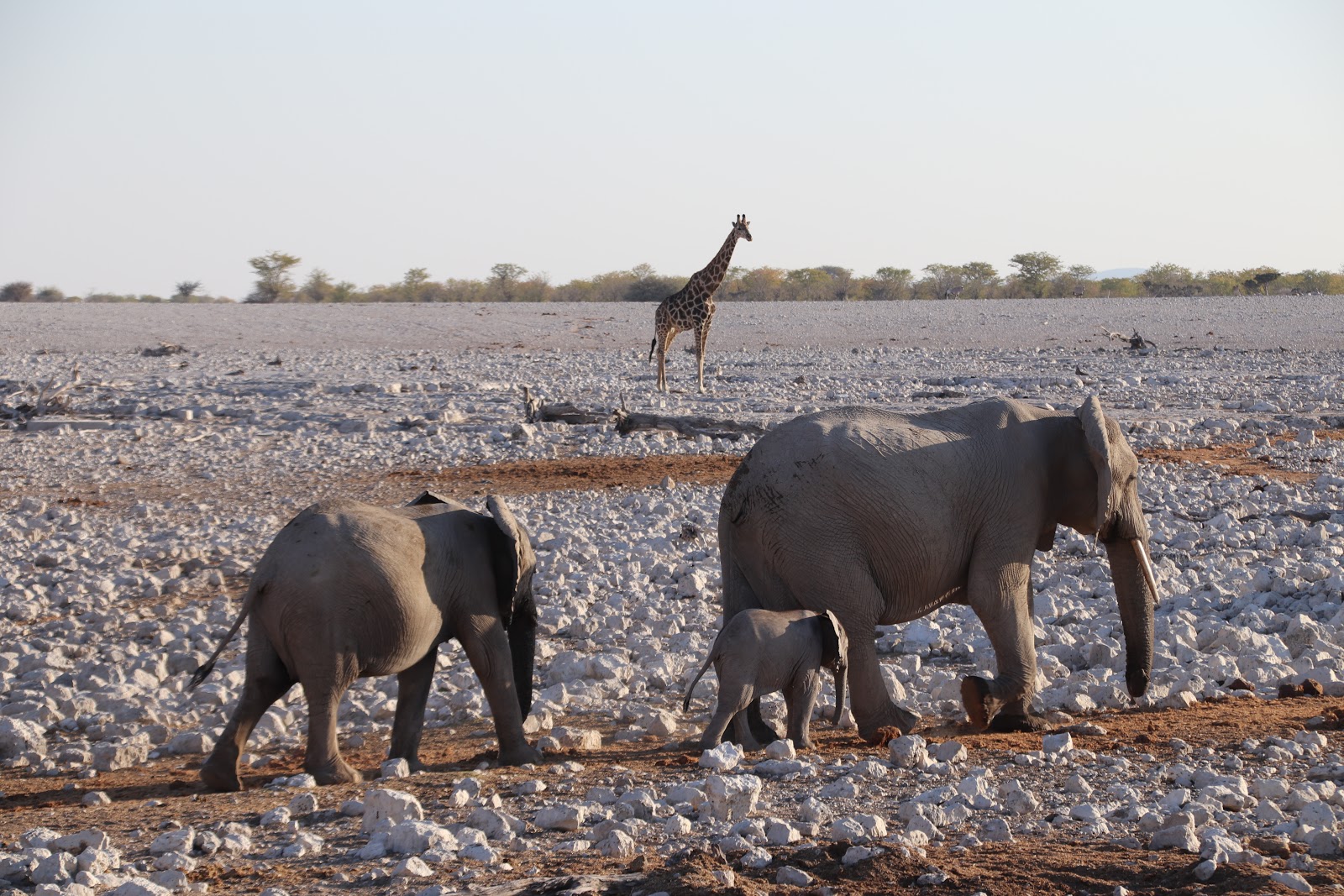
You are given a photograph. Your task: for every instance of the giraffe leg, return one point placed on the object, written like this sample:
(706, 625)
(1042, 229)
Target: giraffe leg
(702, 335)
(664, 338)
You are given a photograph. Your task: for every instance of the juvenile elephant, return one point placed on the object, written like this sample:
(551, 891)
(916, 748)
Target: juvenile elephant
(884, 517)
(349, 590)
(759, 652)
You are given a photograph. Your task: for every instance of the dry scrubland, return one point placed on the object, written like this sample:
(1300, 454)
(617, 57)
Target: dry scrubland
(128, 543)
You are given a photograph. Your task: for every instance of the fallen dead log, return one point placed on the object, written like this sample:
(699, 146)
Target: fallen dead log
(163, 351)
(558, 411)
(687, 427)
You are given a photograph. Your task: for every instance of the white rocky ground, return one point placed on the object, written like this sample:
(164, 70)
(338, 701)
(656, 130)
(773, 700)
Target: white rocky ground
(218, 448)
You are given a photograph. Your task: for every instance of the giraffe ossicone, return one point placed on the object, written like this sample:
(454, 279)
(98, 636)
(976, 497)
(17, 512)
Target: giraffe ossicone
(691, 308)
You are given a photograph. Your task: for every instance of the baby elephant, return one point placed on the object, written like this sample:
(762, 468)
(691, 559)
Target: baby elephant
(759, 652)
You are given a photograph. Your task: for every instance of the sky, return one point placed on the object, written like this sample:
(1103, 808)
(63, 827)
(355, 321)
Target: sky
(152, 141)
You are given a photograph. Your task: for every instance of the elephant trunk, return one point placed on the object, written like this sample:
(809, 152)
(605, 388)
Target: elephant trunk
(1136, 593)
(522, 645)
(842, 669)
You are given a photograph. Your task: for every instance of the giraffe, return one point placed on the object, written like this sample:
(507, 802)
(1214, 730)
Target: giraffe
(692, 307)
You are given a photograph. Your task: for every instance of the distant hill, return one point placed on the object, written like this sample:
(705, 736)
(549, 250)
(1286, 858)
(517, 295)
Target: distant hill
(1117, 271)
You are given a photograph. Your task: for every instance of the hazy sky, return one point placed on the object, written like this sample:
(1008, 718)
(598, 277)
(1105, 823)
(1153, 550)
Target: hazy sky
(145, 143)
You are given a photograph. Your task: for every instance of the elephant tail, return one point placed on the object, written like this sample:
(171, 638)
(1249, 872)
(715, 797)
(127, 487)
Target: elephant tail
(205, 669)
(685, 701)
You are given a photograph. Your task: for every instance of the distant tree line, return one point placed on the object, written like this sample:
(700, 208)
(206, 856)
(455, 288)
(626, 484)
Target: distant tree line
(1034, 275)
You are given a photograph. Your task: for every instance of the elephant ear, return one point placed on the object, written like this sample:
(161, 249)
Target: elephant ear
(514, 560)
(831, 636)
(1104, 459)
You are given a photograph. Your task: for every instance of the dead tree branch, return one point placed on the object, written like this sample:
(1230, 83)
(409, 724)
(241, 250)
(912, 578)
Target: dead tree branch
(687, 427)
(559, 411)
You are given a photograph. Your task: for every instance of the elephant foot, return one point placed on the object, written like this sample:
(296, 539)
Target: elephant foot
(761, 730)
(221, 775)
(974, 696)
(333, 773)
(524, 755)
(984, 710)
(1015, 721)
(875, 730)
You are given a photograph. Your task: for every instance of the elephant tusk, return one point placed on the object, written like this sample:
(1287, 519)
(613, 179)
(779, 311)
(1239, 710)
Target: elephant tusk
(1147, 564)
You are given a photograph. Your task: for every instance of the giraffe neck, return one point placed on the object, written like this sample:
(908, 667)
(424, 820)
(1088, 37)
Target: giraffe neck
(712, 273)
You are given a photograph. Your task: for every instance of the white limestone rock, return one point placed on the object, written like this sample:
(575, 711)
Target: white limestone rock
(561, 817)
(726, 757)
(390, 805)
(730, 797)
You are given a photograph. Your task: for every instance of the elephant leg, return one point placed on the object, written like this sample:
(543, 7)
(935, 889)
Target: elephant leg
(268, 680)
(1000, 595)
(488, 652)
(734, 699)
(413, 687)
(324, 691)
(801, 696)
(870, 701)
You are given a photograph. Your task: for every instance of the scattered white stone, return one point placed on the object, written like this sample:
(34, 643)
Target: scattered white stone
(412, 867)
(561, 817)
(1292, 880)
(790, 876)
(390, 805)
(618, 846)
(726, 757)
(857, 855)
(1059, 743)
(730, 797)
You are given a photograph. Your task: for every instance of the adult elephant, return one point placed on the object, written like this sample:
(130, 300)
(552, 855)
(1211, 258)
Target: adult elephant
(349, 590)
(882, 517)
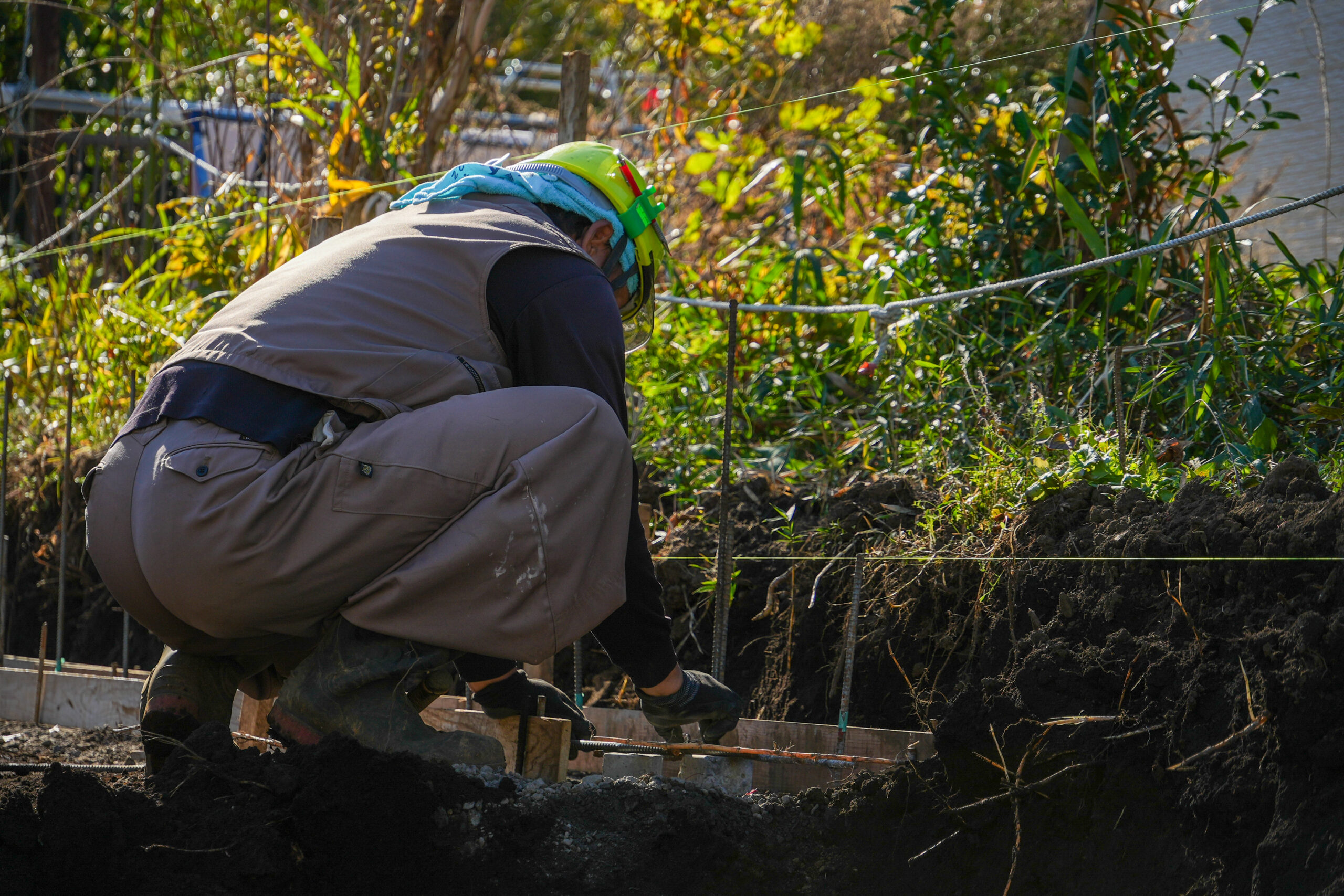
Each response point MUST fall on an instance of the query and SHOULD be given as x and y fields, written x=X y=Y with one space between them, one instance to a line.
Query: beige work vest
x=387 y=316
------
Problem statement>
Without the pictures, return all the entries above exactly as they stand.

The completed task>
You are given a photograph. Your task: for every instance of the giraffe leg, return one point placed on the object, written like this sample:
(706, 625)
(1042, 229)
Target: giraffe leg
(702, 335)
(664, 338)
You are given a photograph. Your task: for every instance of the juvenile elephant, return one point placed on the object, written like this sample:
(551, 891)
(916, 748)
Target: juvenile elephant
(884, 517)
(349, 590)
(759, 652)
You are given a photograph. Your task: for every instance of the dry scrubland, return one point placed on the object, written like this sample:
(1300, 454)
(617, 57)
Target: dry scrubland
(128, 543)
You are given a photograph. Your task: for every instance of the fallen dead log, return one point placed on the object, written like this sample:
(699, 146)
Target: fallen dead log
(163, 351)
(558, 411)
(687, 427)
You are given a photograph. Your task: for every instance of the white rocky ground, return one point placed on the object, written like this sample:
(164, 70)
(338, 701)
(656, 130)
(773, 700)
Target: white rocky ground
(218, 448)
You are given a photograph. Your task: for every instance of the giraffe ossicone, return one point placed on the object, written like this sample:
(454, 279)
(98, 636)
(976, 497)
(17, 512)
Target: giraffe ossicone
(691, 308)
You are given a photograph. Your task: for every instance of the baby elephant, return one point placed on the object, written like this sample:
(762, 468)
(691, 559)
Target: baby elephant
(759, 652)
You are given a photograph. Your task: for every instance of the sky, return one point placed on the object, written like this sample:
(1103, 808)
(63, 827)
(355, 321)
Target: sky
(152, 141)
You are given a photograph. Your task: for every instance of the elephant trunk, return one point placed on the object, written like this sample:
(809, 152)
(605, 388)
Target: elephant trunk
(1136, 593)
(522, 645)
(842, 669)
You are given a photograph. Your task: for every instance of the giraffe, return one point placed on the object, written like this sample:
(507, 802)
(1214, 730)
Target: giraffe
(692, 307)
You are given a photograph. Your task: for every instance of the distant hill, return one point placed on the object, written like this sample:
(705, 736)
(549, 250)
(1286, 858)
(517, 295)
Target: distant hill
(1117, 271)
You are given a photograph. Your task: for every instance of the hazy sky, return one point placed on the object, written like this sample:
(1008, 718)
(598, 277)
(1105, 823)
(1153, 550)
Target: hazy sky
(145, 143)
You are given a photograph. Your task: for every instance of the elephant tail, return one point placed on the object, written like this sample:
(171, 638)
(1249, 872)
(715, 797)
(127, 487)
Target: elephant tail
(205, 669)
(685, 701)
You are given a photograph. Your task: for every instance of the distant tree line, return one point placed on the object, written like this sample:
(700, 208)
(206, 856)
(455, 288)
(626, 484)
Target: distant tree line
(1034, 275)
You are given a photograph. Your task: for every instance of the elephant ear, return one point placed on the object, written like this sample:
(161, 249)
Target: elephant ear
(514, 560)
(831, 636)
(1104, 459)
You are given a photograph. Your task: for every instance of the dead tree branch, return one point placed on the object, written like this sample:
(1230, 83)
(409, 724)
(241, 250)
(912, 578)
Target: dead tree branch
(687, 427)
(559, 411)
You are given a photograph. Your task: for every instance of the elephant foot, return one point placed on the object, written like this sample:
(296, 539)
Target: elephant foot
(761, 730)
(221, 775)
(974, 696)
(333, 773)
(524, 755)
(984, 710)
(1015, 721)
(875, 730)
You are given a photograph. Your task: for every instance of the elephant tusk, return one point placed on the object, written like this sample:
(1287, 519)
(613, 179)
(779, 311)
(1239, 710)
Target: elephant tusk
(1147, 564)
You are given a photograph. Your task: for every instance of the giraffe neck, return one point placed on the object, written like this sample:
(908, 667)
(424, 820)
(1088, 37)
Target: giraffe neck
(712, 273)
You are given a photograph. Your task: for every instance of the white limestone rock, return one point placed on the object, written like this sample:
(575, 711)
Target: white limestone rock
(561, 817)
(726, 757)
(390, 805)
(730, 797)
You are given a photograph. Your task: for every instance of the elephant leg, return one point placed on the object, written like this sample:
(543, 7)
(935, 889)
Target: elephant leg
(268, 680)
(1000, 595)
(488, 652)
(734, 699)
(413, 687)
(324, 691)
(801, 696)
(870, 701)
You are given a photograph. Your task: for every instance of the scattered white stone, return one point placed on the object, written like this sample:
(34, 643)
Target: scattered white stone
(412, 867)
(561, 817)
(1292, 880)
(790, 876)
(390, 805)
(618, 846)
(726, 757)
(857, 855)
(1059, 743)
(730, 797)
You are given a photograph. Your task: for every instance of the adult elephant, return one point placed on the object, written like this sample:
(130, 300)
(552, 855)
(1211, 258)
Target: adult elephant
(349, 590)
(882, 517)
Each response point MUST fall on an instance of the query and SHOULD be given as x and y fields, written x=X y=Y with one space between them, one instance to a line.
Query: beige work vest
x=387 y=316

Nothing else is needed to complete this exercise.